작성 요청: 아래 기록 전체를 한 줄도 바꾸거나 빠뜨리지 말고 그대로 옮겨 적으세요.

········

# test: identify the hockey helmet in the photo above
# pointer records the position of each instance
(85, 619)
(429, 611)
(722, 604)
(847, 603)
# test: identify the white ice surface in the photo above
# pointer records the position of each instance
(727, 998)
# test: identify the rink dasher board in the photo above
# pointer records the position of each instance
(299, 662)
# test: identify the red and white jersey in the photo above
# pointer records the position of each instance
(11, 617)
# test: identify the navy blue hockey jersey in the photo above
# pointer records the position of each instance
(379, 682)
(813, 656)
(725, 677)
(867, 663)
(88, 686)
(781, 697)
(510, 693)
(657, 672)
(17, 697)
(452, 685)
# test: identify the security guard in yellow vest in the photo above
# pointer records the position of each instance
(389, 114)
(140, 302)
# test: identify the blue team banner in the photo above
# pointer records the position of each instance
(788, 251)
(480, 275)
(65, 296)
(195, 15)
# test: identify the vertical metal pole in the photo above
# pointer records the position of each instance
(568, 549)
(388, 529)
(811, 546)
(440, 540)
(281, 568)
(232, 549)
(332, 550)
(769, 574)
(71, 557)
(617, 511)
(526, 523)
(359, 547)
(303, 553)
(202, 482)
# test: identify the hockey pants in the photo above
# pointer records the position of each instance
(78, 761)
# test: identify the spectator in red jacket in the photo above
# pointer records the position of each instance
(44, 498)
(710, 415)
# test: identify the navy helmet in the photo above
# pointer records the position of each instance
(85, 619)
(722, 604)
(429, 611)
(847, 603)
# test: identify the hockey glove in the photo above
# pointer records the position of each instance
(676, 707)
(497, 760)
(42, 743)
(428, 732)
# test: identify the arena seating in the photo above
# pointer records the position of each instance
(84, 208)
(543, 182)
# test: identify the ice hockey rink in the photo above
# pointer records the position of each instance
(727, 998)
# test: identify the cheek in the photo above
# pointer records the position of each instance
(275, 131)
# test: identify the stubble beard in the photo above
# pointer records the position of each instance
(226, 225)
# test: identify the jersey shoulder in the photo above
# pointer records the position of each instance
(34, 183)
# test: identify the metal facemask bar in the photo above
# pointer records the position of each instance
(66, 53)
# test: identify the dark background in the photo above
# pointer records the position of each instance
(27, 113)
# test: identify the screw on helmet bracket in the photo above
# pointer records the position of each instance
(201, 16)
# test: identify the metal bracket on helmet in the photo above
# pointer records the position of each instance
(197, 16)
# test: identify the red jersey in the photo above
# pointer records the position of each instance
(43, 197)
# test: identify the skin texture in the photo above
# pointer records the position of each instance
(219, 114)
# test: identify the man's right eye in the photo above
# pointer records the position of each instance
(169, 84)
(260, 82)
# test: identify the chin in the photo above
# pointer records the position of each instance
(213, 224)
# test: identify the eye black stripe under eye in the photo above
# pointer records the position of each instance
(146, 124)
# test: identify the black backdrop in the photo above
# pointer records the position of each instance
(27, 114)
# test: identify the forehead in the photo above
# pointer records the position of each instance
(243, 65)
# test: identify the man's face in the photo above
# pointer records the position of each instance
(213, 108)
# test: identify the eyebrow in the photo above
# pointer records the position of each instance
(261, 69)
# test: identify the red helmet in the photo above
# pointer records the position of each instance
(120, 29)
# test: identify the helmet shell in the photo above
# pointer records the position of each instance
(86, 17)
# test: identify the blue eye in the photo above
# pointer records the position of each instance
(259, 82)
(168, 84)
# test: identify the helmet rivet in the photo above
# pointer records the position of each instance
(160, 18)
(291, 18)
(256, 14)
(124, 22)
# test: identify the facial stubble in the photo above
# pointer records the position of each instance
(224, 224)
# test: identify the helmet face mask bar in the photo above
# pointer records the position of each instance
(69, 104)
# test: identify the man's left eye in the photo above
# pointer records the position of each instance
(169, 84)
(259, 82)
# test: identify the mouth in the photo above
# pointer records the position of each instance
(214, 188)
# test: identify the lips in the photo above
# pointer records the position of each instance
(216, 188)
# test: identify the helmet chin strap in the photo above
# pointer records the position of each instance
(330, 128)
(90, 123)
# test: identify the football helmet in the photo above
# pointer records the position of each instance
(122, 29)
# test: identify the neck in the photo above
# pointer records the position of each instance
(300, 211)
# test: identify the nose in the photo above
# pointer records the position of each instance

········

올바른 결과:
# test: identify the hockey helmet in the photo above
# pointer records the position of each instance
(85, 619)
(429, 611)
(722, 604)
(847, 603)
# test: identify the white ice surface in the photo above
# pointer records the position of each instance
(727, 998)
# test: identify the rink dasher board in the photo above
# pointer records the position of each instance
(299, 662)
# test: identify the red and white jersey in the photo above
# pointer records the position of each instance
(11, 617)
# test: identify the navy blue hockey jersey in the photo above
# pointer records the position of each instance
(379, 682)
(813, 656)
(725, 677)
(867, 663)
(88, 686)
(781, 697)
(510, 693)
(657, 672)
(17, 697)
(452, 685)
# test: identify the security guard in yellow vest in the photo above
# pointer records the position of each instance
(389, 114)
(140, 302)
# test: identify the blue team banner in the photo above
# pointer records the position of each instance
(788, 251)
(480, 275)
(65, 296)
(195, 15)
# test: identify the vertical metal pole in the photo above
# pointer records the position of each instance
(568, 549)
(388, 529)
(811, 546)
(440, 540)
(281, 568)
(232, 549)
(332, 550)
(769, 574)
(71, 557)
(617, 511)
(526, 523)
(359, 547)
(303, 553)
(202, 482)
# test: identify the hockey pants in the photo above
# pointer records the position of each instance
(78, 761)
# test: identify the spectator in red jacket in the photo above
# pointer records the position of each instance
(44, 498)
(710, 415)
# test: identify the navy helmet in the photo above
# pointer records the position of each instance
(85, 619)
(722, 604)
(429, 611)
(847, 603)
# test: identify the hockey glove in the photo above
# pointer records the position of each instance
(676, 707)
(497, 760)
(42, 743)
(428, 732)
# test: identify the arena seating in the photo above
# pointer records the position of each instance
(84, 208)
(543, 182)
# test: identify the ice hockey rink in the photo above
# pointer records the position of each instance
(727, 998)
# test: identify the cheek in the photo above
# pointer records the position of each instance
(275, 131)
# test: identify the stubble beard in the photo above
# pointer records the position of each instance
(226, 225)
# test: identify the jersey shoulder in the photo above
# pointer records the position of each instance
(34, 183)
# test: identify the metal facemask bar in the photo above
# pointer records the position of each instance
(66, 53)
# test: identify the dark background in the photo above
# pointer records the position of each instance
(27, 113)
# test: identify the screw on helmet bracket in the photo above
# pointer records the position of each instance
(201, 16)
# test: identify the metal bracket on helmet in the photo above
# pointer records the position of each instance
(197, 16)
# test: identify the red jersey in the photo above
# pointer records the position of each instance
(43, 197)
# test: identify the skin texture in the photo above
# pointer records the position of each instance
(219, 114)
# test: identify the man's right eye in the photo above
# pointer records the position of each instance
(169, 84)
(260, 82)
# test: identify the chin in the photo above
# pointer records the position of each instance
(213, 224)
# test: identify the eye black stripe under eye in the photo above
# pointer records the position of each instance
(146, 124)
# test: identify the black backdrop in the photo above
# pointer records the position of each instance
(27, 114)
# test: identify the forehead in the photo above
# pointer records the position of each instance
(243, 65)
# test: identify the man's face in the photo above
# pointer records the position of each instance
(213, 108)
# test: identify the eyebrow in the photo above
# pointer records the position of each instance
(261, 69)
# test: identify the red helmet in the photo above
# pointer records the position of each instance
(120, 29)
# test: identify the helmet shell in the photo above
# pointer records the position of each instance
(86, 17)
# test: identify the blue eye in the photo above
# pointer records the position of each instance
(259, 82)
(168, 84)
# test: identify the helmet rivet in the photo above
# pointer records the position of each instance
(160, 18)
(291, 18)
(256, 14)
(124, 22)
# test: identify the facial stubble in the photo above
# pointer records the position of each instance
(224, 224)
# test: identify the helmet face mask bar in the photo above
# pointer records the position of each instance
(69, 104)
# test: identify the man's left eye in the photo above
# pointer records the position of each instance
(169, 84)
(259, 82)
# test: identify the mouth in the photo above
# pointer records the position of each instance
(214, 188)
# test: identify the lips in the photo above
# pointer records the position of each instance
(216, 188)
# test: identify the helmet chin strap in the photo above
# pointer records the position of each instance
(330, 128)
(90, 123)
# test: identify the football helmet in the photo above
# pointer records the position of each instance
(122, 29)
# test: identify the neck in the photo above
# pointer records the position of each instance
(300, 211)
# test: identify the nose in the photo above
# pointer records the position of each instance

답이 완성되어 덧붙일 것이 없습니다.